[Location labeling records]
▬▬▬▬▬▬▬▬▬▬

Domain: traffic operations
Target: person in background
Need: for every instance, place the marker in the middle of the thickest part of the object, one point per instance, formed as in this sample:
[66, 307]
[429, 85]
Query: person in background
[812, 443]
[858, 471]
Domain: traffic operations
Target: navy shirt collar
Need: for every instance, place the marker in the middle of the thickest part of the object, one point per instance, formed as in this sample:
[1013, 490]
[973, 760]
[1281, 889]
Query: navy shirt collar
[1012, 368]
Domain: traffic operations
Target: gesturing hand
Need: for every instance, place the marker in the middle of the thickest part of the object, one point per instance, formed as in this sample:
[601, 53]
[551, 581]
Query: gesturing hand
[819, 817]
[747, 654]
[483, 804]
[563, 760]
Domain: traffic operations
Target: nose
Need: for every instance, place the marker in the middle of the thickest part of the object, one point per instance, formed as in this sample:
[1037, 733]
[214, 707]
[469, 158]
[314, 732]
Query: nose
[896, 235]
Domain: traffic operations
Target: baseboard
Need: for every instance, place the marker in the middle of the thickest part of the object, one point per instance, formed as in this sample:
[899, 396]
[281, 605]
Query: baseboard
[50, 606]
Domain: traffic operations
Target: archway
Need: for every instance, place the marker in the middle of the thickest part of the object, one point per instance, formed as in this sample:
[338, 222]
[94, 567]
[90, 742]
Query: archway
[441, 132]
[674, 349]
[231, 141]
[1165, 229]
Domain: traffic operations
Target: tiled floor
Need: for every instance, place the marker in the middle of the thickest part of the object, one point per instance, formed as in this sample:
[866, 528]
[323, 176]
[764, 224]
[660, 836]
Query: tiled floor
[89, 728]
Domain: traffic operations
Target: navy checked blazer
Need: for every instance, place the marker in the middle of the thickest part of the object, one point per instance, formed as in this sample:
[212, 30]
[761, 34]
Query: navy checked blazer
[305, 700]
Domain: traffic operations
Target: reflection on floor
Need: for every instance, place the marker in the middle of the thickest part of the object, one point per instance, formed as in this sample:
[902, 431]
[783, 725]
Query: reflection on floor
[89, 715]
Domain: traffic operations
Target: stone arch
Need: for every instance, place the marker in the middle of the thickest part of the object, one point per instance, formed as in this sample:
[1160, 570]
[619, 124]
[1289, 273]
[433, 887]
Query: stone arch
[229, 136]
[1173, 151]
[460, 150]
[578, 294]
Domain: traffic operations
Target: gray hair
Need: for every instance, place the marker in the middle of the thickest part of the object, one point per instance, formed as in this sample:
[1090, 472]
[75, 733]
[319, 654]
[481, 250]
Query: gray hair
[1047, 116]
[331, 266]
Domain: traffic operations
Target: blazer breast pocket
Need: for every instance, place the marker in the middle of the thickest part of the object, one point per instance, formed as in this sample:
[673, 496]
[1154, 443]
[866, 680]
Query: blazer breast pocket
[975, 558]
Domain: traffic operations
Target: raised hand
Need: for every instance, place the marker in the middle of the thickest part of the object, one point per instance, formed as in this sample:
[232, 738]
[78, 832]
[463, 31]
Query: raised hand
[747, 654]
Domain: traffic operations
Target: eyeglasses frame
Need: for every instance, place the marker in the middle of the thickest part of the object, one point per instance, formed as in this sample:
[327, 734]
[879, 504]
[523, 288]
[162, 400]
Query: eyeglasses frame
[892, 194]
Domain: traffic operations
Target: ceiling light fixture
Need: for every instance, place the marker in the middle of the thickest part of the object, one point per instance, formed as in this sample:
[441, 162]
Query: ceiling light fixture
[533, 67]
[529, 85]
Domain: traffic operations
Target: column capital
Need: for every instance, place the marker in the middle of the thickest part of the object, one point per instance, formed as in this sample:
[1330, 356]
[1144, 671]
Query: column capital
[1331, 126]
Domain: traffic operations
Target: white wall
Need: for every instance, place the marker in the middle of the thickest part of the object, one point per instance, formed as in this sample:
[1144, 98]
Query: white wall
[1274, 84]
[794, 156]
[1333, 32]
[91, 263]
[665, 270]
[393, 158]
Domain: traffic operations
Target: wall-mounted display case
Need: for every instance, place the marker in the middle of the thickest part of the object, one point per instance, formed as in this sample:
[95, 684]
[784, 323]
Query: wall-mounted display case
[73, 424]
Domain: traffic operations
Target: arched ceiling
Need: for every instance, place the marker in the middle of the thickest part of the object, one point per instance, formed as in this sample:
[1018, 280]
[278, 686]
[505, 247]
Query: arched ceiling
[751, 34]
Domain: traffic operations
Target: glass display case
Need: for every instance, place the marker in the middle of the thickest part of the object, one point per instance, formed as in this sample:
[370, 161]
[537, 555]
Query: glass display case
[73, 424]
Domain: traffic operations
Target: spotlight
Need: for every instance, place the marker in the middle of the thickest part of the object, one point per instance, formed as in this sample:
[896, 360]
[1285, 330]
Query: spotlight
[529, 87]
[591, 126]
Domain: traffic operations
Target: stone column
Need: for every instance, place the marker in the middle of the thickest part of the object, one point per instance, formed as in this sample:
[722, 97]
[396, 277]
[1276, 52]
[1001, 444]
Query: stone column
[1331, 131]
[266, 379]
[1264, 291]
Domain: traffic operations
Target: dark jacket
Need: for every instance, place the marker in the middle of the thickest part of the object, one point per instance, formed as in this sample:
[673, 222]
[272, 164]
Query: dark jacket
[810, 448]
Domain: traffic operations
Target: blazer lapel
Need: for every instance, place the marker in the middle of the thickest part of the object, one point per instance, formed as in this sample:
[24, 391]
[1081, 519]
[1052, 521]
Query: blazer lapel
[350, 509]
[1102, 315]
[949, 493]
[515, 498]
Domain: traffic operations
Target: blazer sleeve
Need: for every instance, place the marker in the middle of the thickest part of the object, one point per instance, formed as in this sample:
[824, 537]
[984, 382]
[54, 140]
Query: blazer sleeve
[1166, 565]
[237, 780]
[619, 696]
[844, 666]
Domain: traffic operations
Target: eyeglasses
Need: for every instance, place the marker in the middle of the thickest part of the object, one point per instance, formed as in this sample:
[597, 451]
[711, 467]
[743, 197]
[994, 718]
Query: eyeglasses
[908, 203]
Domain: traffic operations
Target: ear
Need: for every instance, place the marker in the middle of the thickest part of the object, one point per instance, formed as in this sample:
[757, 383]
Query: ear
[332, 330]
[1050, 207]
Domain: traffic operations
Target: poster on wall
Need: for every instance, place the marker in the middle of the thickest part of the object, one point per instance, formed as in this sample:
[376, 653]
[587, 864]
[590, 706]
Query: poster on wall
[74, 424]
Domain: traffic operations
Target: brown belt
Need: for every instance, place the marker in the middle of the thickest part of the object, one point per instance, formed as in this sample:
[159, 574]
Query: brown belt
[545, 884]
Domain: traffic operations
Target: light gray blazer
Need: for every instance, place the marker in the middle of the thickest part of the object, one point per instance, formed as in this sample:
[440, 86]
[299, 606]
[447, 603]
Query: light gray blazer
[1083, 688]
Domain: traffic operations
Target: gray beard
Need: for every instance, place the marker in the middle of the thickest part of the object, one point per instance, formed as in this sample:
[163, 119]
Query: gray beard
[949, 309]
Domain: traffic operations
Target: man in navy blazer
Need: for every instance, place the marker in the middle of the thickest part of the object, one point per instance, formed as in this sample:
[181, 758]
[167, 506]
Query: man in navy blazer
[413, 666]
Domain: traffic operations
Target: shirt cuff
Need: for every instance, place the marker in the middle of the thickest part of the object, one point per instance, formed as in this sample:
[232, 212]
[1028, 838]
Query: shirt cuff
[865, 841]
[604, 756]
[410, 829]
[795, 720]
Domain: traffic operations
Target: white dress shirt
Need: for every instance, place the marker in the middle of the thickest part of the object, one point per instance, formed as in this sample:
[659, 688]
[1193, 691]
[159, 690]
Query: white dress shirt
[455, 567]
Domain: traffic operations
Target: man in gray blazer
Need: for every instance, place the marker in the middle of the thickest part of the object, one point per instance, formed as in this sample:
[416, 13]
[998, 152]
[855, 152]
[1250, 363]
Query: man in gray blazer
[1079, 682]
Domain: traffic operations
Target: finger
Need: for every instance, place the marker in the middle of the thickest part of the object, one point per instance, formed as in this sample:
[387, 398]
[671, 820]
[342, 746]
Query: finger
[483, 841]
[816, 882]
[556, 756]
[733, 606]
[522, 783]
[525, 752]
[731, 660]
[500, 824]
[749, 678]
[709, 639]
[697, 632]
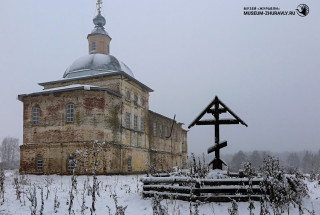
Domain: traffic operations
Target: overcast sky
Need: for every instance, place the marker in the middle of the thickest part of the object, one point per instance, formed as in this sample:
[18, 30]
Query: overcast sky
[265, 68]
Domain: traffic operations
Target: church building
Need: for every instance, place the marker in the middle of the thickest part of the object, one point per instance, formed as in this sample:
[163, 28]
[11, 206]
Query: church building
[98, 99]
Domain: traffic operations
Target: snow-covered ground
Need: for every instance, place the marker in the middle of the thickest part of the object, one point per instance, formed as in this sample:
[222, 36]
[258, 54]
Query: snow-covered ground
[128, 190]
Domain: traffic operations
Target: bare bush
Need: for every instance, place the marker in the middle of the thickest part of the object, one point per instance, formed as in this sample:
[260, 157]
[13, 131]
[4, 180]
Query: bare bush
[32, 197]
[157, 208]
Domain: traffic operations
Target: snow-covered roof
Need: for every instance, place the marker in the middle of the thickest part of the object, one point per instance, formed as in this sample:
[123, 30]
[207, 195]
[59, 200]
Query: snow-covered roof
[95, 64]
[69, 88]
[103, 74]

▬▬▬▬▬▬▬▬▬▬

Report every line of the records that contains the string "covered", matching case exactly.

# [Answer in full]
Target: snow-covered ground
Query: snow-covered ground
Target: snow-covered roof
Query: snow-covered roof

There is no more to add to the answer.